## Task to carry out:
Which lines in the rows below contain the word "apple"? Find each one and copy it out in full.

## Extracted entries:
◆ ◆ ◆

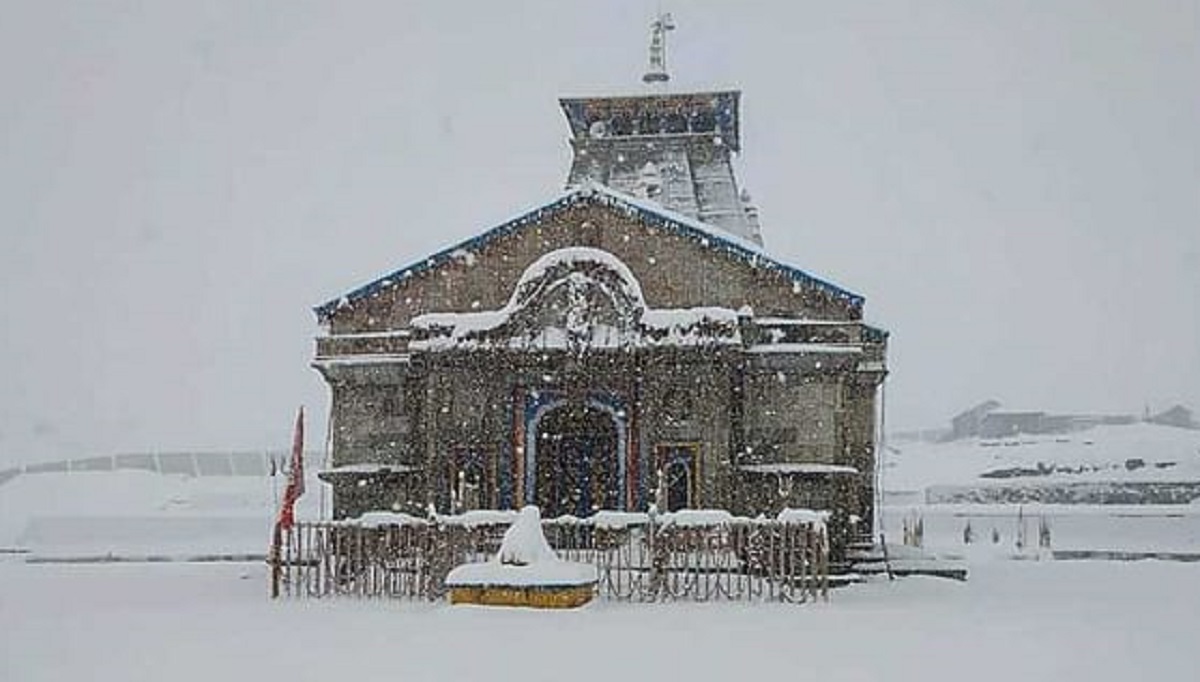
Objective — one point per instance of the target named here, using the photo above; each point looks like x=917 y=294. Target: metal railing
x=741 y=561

◆ ◆ ◆

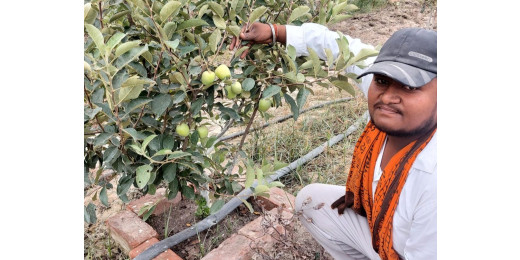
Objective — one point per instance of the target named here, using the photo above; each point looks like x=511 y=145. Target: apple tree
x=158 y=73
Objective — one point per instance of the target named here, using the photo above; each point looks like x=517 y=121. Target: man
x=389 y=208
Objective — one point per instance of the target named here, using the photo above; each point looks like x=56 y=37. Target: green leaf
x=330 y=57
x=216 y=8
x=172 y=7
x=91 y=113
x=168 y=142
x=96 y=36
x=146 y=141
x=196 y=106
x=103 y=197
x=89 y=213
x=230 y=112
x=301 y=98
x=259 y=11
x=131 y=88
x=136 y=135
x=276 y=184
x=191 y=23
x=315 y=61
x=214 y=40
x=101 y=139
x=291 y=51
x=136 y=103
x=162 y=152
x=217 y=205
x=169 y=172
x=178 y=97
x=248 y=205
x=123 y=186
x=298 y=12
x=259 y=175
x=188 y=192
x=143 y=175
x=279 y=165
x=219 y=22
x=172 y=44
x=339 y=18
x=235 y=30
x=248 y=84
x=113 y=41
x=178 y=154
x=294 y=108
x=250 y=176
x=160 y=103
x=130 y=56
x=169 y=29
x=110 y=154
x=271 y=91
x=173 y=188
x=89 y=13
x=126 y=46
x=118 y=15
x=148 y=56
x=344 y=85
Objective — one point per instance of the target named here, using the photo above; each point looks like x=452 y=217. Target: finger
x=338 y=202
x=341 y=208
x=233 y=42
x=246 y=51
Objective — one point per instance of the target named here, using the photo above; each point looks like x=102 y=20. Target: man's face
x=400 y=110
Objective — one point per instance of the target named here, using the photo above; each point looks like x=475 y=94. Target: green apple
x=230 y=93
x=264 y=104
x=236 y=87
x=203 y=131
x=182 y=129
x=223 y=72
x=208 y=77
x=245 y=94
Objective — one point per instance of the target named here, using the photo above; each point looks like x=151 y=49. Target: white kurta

◆ ◆ ◆

## Problem solution:
Objective — one point per instance of the target named here, using the photo above; each point looks like x=511 y=145. Target: apple tree
Objective — one point per instance of the target named here, using the photo above; each point looks like x=475 y=94. Target: green apple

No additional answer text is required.